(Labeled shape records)
## START
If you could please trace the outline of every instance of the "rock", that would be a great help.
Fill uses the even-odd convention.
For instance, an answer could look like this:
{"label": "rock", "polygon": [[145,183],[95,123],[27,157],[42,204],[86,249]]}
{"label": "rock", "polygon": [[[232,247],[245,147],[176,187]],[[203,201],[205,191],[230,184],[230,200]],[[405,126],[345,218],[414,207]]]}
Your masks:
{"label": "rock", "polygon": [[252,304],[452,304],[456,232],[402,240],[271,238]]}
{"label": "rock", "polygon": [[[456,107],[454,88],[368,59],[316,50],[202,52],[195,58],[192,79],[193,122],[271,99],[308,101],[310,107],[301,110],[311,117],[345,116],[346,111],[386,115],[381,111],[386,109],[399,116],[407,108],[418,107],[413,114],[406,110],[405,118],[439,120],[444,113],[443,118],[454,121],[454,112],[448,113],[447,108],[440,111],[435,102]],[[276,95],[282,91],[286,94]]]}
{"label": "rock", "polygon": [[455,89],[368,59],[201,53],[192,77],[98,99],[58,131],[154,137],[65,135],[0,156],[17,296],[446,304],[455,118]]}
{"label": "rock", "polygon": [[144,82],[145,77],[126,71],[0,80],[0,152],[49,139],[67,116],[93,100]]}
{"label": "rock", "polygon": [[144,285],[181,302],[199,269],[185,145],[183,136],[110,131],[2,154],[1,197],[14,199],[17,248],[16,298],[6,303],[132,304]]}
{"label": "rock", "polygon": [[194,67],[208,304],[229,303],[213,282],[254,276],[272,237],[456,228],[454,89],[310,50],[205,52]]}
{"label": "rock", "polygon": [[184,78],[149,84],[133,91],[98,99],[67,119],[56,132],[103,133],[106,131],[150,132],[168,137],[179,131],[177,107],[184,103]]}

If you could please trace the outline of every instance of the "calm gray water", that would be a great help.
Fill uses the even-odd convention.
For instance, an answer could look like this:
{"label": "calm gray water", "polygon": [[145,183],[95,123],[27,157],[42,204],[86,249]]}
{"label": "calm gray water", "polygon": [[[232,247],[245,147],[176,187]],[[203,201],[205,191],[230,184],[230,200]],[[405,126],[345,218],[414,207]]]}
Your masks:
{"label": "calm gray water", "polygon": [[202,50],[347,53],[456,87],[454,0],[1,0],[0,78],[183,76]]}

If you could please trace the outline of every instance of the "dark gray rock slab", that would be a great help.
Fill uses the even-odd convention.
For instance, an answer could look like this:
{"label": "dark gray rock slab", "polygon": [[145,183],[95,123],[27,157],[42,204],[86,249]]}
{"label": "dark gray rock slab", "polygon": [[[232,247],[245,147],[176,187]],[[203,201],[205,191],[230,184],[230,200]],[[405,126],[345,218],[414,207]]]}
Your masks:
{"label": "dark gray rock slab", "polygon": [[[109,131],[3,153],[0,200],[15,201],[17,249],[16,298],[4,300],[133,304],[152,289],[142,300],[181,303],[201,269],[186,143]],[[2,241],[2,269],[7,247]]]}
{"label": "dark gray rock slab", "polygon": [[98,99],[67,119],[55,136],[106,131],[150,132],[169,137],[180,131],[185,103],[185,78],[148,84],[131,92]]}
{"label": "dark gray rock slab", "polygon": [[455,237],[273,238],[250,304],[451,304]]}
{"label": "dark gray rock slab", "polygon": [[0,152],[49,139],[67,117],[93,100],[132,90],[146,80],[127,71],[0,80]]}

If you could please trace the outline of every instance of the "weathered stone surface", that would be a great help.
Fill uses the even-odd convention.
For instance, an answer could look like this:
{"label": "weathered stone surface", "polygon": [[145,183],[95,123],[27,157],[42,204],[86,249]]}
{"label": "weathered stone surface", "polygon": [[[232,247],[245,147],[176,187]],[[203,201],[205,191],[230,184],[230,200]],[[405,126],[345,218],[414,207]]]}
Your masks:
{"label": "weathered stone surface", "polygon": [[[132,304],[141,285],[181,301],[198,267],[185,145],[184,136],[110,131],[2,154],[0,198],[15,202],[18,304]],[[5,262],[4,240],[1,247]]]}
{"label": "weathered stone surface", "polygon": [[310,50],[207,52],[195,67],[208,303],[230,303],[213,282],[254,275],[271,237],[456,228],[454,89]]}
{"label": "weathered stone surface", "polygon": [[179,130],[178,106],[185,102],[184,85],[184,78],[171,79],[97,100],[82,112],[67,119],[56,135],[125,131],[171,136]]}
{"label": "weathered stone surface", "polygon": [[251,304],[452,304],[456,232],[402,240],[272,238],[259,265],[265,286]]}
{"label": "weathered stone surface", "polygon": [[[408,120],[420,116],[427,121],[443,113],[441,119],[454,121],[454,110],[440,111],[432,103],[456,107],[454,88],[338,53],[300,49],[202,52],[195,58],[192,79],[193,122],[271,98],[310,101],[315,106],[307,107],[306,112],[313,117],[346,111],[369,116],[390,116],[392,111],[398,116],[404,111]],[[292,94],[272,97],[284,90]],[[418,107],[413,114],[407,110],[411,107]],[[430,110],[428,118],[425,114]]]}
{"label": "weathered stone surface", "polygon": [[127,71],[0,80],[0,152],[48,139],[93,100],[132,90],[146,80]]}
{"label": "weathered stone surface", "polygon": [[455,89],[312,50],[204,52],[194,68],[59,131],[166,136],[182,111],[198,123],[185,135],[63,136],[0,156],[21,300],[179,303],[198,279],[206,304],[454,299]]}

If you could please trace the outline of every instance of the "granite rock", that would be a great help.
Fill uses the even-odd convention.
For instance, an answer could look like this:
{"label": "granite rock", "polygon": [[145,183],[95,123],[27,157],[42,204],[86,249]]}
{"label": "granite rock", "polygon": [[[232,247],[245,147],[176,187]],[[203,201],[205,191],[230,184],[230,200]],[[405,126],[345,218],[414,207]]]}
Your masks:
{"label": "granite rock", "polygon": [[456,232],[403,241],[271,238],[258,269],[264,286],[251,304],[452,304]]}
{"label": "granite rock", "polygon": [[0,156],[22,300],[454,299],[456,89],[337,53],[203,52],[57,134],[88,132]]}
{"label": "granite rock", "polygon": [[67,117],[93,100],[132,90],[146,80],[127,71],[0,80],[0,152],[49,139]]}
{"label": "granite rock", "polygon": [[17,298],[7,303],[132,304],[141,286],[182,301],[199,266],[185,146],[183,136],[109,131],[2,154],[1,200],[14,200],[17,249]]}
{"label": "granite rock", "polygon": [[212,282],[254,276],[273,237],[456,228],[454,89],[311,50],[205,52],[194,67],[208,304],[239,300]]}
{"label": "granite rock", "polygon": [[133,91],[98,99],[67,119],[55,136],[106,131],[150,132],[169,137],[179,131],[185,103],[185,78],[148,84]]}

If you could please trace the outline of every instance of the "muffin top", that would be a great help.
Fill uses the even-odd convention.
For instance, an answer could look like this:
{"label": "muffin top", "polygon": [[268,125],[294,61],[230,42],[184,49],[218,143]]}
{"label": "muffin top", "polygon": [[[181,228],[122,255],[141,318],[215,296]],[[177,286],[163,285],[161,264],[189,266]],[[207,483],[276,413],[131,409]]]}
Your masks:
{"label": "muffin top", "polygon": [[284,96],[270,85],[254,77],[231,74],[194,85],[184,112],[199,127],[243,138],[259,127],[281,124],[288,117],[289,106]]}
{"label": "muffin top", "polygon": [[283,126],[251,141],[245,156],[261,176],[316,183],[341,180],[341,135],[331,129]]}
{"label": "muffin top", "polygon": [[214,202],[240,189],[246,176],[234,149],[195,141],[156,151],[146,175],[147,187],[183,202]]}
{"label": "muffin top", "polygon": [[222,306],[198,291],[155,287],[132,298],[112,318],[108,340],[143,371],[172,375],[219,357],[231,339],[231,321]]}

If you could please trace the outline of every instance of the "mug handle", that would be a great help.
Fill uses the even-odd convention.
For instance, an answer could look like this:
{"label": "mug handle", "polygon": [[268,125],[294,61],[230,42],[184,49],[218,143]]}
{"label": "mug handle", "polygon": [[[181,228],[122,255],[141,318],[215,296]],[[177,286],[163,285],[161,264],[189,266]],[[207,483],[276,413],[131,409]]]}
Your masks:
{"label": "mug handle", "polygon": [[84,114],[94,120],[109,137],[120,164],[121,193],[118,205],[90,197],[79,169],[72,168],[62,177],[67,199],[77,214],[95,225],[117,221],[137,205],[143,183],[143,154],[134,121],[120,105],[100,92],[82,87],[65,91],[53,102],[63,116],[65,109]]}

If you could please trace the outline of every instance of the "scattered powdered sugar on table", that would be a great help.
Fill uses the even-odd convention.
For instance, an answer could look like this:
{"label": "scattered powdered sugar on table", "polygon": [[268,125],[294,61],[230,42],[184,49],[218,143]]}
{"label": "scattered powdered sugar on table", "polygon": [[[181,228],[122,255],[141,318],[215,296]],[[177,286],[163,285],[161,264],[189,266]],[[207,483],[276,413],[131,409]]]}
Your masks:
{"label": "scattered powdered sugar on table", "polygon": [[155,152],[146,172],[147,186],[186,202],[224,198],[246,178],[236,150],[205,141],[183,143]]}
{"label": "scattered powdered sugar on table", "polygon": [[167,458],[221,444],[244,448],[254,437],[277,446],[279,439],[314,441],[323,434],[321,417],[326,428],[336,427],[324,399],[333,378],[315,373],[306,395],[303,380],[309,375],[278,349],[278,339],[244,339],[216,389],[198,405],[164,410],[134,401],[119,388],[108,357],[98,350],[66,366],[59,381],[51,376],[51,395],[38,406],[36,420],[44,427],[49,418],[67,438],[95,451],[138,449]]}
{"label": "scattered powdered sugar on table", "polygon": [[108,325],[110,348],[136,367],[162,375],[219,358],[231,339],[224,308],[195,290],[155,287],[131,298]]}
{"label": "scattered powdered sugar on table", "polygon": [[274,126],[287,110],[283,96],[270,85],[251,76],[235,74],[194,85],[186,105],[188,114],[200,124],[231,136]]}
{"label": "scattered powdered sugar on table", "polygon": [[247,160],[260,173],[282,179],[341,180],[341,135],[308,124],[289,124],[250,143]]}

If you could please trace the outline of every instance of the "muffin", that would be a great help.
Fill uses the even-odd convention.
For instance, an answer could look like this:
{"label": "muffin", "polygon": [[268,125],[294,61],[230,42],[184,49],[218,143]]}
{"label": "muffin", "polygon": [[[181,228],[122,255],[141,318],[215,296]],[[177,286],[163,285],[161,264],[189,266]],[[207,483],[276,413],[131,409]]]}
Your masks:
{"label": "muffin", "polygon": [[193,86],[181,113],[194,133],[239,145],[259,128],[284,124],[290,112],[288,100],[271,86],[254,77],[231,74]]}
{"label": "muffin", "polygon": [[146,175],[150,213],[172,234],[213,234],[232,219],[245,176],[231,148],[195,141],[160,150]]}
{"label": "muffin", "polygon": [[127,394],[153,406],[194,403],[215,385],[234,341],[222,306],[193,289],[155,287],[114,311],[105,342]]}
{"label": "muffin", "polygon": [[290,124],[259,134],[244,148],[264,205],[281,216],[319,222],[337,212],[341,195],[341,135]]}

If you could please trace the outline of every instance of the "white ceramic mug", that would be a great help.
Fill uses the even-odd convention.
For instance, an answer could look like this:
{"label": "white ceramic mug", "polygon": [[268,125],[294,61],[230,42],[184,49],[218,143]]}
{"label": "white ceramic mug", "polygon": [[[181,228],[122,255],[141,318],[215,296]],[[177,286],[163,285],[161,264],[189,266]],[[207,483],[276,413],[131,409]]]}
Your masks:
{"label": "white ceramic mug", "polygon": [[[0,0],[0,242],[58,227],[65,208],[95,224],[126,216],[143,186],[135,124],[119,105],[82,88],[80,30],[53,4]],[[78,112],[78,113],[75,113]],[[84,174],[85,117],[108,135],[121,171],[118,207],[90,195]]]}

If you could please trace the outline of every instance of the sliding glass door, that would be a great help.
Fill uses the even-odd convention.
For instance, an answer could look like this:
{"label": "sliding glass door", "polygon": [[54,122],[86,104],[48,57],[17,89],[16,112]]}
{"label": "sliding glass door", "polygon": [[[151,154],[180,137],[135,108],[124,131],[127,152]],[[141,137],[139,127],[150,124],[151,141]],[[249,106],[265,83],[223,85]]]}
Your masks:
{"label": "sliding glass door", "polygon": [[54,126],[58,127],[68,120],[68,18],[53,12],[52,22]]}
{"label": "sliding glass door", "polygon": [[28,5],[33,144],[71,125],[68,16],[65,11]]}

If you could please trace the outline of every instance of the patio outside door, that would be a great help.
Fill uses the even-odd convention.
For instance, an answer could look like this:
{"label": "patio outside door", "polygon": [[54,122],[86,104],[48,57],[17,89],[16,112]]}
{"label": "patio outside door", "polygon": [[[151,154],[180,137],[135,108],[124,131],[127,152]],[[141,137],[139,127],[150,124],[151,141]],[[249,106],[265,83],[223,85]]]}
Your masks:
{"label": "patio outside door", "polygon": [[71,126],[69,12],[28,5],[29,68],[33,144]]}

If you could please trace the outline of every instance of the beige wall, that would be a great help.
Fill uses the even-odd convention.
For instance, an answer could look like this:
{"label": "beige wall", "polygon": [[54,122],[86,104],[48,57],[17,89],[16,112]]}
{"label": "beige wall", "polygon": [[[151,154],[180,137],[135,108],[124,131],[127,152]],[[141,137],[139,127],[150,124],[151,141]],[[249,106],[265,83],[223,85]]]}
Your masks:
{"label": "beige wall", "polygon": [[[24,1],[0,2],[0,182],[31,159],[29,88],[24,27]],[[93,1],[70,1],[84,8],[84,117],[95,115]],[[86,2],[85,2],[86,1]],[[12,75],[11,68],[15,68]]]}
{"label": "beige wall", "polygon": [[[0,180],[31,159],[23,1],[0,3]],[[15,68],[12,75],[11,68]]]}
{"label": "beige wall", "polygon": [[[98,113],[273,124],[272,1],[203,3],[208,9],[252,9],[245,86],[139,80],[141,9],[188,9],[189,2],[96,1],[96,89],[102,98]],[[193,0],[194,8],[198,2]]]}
## END
What is asked → Which lines above contain the string "outside"? Pull out each of them, treating uppercase and lowercase letters as different.

Finished exercise →
If you could please trace the outline of every instance of the patio outside door, that would be a great help.
{"label": "patio outside door", "polygon": [[54,122],[86,104],[48,57],[17,89],[16,112]]}
{"label": "patio outside door", "polygon": [[[151,154],[180,137],[135,108],[124,131],[127,152]],[[141,137],[139,127],[150,124],[151,141]],[[249,106],[265,83],[223,85]]]}
{"label": "patio outside door", "polygon": [[71,126],[69,12],[28,5],[29,68],[33,144]]}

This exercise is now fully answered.